Return everything in the art auction article from "Over the past" down to "and Contemporary auctions.", copied word for word.

PASSAGE PROVIDED:
= = = = = = =

And on the main stage... Part I

Author
James Rawlin

Over the past few weeks I've written some short pieces looking at the recent season of Modern British art auctions across the three main houses, Christie's, Sotheby's and Bonham's. However, if you are a collector in this field, you need to cast your net a bit wider in order not to miss some gems that pop up in those same houses, not in the Modern British sales, but in the Impressionist & Modern and Contemporary auctions.

Hang on, I hear you cry, how does this work? Well, it works according to a rather odd formula that is partly inherited from the past, and partly the simple exercise of financial muscle. Let's first look at the Impressionist and Modern auctions. These cover a huge timescale and stylistic panorama, reaching from Boudin and Fantin-Latour in the 1860s right up to the very last works produced by Picasso, Chagall, and others in their dotage in the 1970s and early 1980s. As an example of a focus on a period, it's a travesty with no real academic validity, but as a marketing umbrella it works very nicely, pulling together most of the great names of the impressionist and twentieth century world into evening and day sales that offer the buyer new to the market a convenient stopping off point to secure some artistic names your friends and acquaintances will recognise. If you choose well and have the appropriate funds at your disposal, there are still some fantastic works to be had, but mostly these auctions demonstrate that the masterpieces in this field are mostly now safely ensconced in museums or collections they will never leave.

= = = = = = =

MATERIAL PROVIDED:
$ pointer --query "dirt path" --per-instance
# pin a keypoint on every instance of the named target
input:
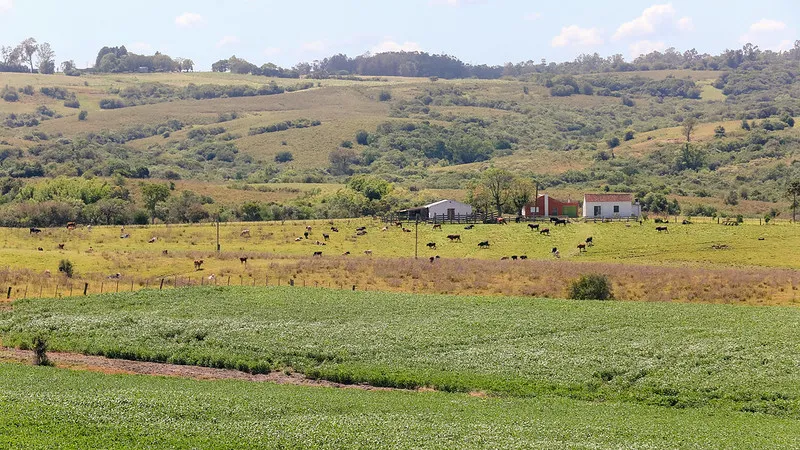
(74, 361)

= = = = = = =

FINAL RESULT:
Over the past few weeks I've written some short pieces looking at the recent season of Modern British art auctions across the three main houses, Christie's, Sotheby's and Bonham's. However, if you are a collector in this field, you need to cast your net a bit wider in order not to miss some gems that pop up in those same houses, not in the Modern British sales, but in the Impressionist & Modern and Contemporary auctions.